:: Material provided ::
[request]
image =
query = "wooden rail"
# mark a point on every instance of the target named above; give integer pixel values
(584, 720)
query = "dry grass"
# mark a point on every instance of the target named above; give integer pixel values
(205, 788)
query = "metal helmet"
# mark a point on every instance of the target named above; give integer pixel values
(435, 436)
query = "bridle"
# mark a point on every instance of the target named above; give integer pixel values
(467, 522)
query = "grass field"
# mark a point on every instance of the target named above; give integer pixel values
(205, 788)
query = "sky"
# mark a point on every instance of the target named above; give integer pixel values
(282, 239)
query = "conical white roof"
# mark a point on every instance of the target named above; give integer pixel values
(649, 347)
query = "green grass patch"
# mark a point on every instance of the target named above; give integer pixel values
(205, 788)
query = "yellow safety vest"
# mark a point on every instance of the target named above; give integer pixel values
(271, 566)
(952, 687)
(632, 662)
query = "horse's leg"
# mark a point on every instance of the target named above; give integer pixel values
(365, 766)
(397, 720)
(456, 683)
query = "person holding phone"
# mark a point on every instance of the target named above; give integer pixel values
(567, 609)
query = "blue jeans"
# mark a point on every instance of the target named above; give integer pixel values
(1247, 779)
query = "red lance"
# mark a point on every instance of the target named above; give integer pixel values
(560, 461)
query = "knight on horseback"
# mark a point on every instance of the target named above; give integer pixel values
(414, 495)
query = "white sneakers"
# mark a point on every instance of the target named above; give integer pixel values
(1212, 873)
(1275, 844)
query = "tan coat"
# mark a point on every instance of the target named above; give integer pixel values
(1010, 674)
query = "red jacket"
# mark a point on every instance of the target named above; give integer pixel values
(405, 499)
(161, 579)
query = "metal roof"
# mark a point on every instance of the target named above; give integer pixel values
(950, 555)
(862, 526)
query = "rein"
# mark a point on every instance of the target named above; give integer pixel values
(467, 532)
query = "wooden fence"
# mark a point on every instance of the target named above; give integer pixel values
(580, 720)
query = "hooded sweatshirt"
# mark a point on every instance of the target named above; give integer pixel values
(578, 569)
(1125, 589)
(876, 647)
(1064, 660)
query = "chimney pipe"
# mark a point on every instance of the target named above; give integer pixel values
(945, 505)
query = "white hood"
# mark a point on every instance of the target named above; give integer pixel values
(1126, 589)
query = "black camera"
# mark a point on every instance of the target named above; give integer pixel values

:: Exercise details ::
Write out every record, exactly as written.

:: Full solution ::
[request]
image =
query = "wooden rail"
# mark a point on every instance of the target named above; give integer pixel values
(584, 720)
query = "dry grass"
# mark a point on every instance of the target named above; give integer pixel values
(205, 788)
query = "metal helmet"
# mark a point on every instance of the target named above; give integer pixel values
(435, 436)
query = "bridle"
# mark a point on every instance of the target named above; give integer pixel values
(467, 522)
query = "grass field"
# mark a point on every instance of the target named above; give integer pixel values
(205, 788)
query = "sky"
# mark a point on every instance of the target named above; give integer pixel values
(282, 239)
query = "conical white roof"
# mark a point on every instance of the target named above; give integer pixel values
(649, 347)
query = "green grass patch"
# mark a point on every instance of the target named above; give integer pixel values
(205, 788)
query = "yellow safety vest"
# mark a point on every instance of the target named above; give integer pixel values
(271, 566)
(952, 687)
(632, 662)
query = "horse's leg"
# mark a point on every instance of the target named above; give integer pixel values
(365, 766)
(397, 720)
(456, 683)
query = "person holding phone"
# mark a point on every instance of the target named above; give integer pixel values
(567, 609)
query = "blue jeans"
# mark a point on every instance of the target named above; give integer pixel values
(1247, 779)
query = "red lance"
# mark a point on every instance of the target named above; give integer pixel values
(560, 461)
query = "knight on horseback"
# mark a point on every instance of the target named above; give integer pixel values
(414, 495)
query = "white sneakers"
# mark a point on every instance of the target named above; give integer pixel values
(1212, 873)
(1275, 844)
query = "tan coat"
# mark a point on every instance of the target named above; give integer pixel values
(1010, 674)
query = "red jacket"
# mark a point on every instance of the target named above; give integer pixel values
(405, 499)
(161, 579)
query = "metal roof"
# mark a point on every instance of the target named above; give integer pixel values
(950, 555)
(862, 526)
query = "rein"
# mark a point on every instance of the target named above; give integer pixel values
(467, 532)
query = "wooden fence"
# mark a point on every instance of the target named above; give integer pixel values
(580, 720)
query = "hooded sweatshirt"
# mark a point on every instance of the target named above; give integer pixel values
(578, 569)
(1125, 589)
(876, 647)
(1064, 660)
query = "chimney pipe"
# mark a point on every instance of the target named above; give integer pixel values
(945, 505)
query = "white hood"
# mark a point on every instance of the target named above; give integer pixel values
(1126, 589)
query = "black camera"
# mark a point on every instance of the target named above; give integer pixel values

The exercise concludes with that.